## Text provided
►
The Efficiency of Stellar Reionization: Effects of Rotation, Metallicity, and Initial Mass Function
Michael W. Topping, J. Michael Shull

TL;DR
This paper calculates the photon production rates in stellar populations considering rotation, metallicity, and initial mass function, providing insights into their role in cosmic reionization at high redshift.
Contribution
It offers a revised calibration of ionizing photon production rates from stellar models, incorporating recent stellar evolutionary tracks and atmosphere models, crucial for understanding reionization.
Findings
Median LyC photon production is (6±2)×10^60 per Msun of star formation.
Efficiencies in helium continua are approximately 10^60 and 10^56 photons per Msun at solar metallicity.
◄
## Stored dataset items
►
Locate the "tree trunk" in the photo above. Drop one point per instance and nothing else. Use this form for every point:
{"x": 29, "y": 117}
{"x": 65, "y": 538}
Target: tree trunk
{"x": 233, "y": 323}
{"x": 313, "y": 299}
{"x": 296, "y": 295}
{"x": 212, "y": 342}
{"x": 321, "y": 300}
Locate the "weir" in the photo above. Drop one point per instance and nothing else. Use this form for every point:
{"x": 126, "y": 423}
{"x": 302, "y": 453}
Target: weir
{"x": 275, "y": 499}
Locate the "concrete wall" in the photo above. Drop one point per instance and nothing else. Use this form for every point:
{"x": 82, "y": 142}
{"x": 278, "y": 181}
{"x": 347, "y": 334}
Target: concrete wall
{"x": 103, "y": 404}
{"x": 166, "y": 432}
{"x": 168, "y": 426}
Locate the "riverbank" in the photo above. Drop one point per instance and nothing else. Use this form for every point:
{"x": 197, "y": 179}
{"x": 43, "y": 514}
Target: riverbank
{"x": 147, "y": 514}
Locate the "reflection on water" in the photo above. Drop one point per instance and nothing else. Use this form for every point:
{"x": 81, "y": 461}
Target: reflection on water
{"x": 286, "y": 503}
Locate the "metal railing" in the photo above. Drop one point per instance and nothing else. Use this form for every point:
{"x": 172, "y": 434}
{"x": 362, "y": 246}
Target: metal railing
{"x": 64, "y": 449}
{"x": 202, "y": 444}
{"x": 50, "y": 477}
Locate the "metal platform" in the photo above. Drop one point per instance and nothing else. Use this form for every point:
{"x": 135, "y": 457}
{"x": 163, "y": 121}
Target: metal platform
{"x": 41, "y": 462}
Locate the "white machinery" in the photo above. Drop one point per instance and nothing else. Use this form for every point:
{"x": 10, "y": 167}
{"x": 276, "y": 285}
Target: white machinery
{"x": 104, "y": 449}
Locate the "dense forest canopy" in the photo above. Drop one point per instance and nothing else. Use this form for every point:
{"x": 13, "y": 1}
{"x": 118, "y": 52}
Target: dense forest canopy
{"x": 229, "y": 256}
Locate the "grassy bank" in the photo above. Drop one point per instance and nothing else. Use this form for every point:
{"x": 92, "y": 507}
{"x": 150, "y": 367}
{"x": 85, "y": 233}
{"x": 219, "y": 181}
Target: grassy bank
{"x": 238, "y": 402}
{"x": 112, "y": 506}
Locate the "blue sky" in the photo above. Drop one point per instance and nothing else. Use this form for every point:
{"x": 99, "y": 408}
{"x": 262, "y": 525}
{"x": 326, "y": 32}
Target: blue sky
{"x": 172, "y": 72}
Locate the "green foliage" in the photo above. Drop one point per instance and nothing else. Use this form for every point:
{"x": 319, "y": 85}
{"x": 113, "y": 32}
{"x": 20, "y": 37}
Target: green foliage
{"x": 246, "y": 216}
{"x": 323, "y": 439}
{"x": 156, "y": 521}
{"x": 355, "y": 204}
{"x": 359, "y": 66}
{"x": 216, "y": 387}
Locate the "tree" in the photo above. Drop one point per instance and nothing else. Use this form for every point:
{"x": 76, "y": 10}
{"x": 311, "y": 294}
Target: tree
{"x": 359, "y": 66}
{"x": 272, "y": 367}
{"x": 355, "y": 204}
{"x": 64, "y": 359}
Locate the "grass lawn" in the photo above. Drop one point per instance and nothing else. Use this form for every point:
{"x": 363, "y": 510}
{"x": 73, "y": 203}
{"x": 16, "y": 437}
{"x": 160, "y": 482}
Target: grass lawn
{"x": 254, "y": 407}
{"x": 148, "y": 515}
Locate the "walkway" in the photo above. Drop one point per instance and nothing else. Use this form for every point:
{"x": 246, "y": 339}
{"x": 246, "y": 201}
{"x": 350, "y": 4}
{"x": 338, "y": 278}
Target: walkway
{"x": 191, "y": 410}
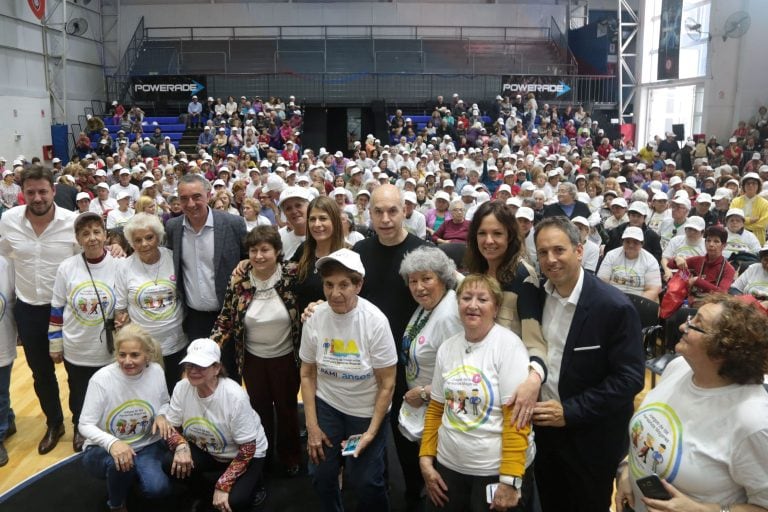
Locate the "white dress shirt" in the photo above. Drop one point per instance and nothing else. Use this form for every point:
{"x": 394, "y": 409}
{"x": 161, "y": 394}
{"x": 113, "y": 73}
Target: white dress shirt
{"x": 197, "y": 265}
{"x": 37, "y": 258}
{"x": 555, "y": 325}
◄
►
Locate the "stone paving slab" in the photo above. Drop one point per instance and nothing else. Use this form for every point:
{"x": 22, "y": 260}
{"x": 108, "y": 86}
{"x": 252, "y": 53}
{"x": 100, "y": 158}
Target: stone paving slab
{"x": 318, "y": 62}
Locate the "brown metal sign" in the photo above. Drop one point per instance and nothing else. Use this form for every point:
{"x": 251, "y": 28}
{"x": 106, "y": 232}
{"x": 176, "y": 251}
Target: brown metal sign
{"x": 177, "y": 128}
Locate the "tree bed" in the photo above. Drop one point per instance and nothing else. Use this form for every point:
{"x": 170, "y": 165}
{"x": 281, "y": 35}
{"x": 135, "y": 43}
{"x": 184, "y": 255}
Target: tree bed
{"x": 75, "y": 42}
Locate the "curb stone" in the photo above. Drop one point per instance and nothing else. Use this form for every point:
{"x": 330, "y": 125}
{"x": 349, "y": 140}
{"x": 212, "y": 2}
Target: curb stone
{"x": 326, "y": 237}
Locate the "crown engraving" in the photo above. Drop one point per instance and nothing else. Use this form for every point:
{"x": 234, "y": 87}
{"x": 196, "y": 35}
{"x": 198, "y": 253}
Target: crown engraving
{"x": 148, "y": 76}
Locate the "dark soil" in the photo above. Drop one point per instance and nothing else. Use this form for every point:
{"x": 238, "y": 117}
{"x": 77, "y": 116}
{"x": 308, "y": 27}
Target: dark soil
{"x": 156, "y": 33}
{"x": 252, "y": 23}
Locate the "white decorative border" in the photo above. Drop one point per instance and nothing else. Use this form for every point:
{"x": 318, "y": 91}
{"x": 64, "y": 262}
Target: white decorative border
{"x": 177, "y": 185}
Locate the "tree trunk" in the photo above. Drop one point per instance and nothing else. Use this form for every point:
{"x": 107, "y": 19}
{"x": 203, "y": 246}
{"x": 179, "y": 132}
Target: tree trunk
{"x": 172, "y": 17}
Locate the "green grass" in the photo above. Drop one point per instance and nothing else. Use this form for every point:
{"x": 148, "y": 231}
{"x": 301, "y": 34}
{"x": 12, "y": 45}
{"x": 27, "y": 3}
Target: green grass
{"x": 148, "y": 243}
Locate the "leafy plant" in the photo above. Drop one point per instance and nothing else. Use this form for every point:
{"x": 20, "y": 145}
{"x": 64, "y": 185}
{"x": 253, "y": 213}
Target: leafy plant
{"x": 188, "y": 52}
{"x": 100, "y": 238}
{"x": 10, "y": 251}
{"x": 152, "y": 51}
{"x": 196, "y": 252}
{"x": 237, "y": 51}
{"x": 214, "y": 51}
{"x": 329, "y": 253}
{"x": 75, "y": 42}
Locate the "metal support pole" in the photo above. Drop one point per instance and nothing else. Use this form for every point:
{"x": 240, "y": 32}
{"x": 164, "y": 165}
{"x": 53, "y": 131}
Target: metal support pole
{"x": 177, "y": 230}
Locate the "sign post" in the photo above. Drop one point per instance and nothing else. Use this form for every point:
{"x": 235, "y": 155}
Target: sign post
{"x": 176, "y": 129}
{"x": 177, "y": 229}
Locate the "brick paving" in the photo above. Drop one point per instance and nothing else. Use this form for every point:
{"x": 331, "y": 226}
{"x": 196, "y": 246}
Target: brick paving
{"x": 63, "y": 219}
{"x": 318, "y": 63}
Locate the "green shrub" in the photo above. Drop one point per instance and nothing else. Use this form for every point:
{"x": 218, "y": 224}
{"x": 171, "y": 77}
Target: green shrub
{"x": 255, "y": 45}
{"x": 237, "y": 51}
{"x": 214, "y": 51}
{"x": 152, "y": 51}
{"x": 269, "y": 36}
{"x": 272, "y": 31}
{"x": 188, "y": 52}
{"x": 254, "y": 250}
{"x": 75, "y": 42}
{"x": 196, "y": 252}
◄
## Requests
1 - In the stellar reionization summary, what is the median LyC photon production per Msun of star formation?
2 - Report every line of the rows that contains the string "white". Case counts.

## Final answers
1 - (6±2)×10^60 per Msun of star formation.

2 -
Locate the "white machinery" in the photo above. Drop one point per instance and nothing else. Use this form for every point:
Target: white machinery
Locate the "white dress shirt" in the photo above. Drop one point per instance and nothing else. Use this form for every point:
Target: white dress shirt
Locate the "white decorative border" in the photo above. Drop one point per instance and nothing else. Use this form for every point:
Target: white decorative border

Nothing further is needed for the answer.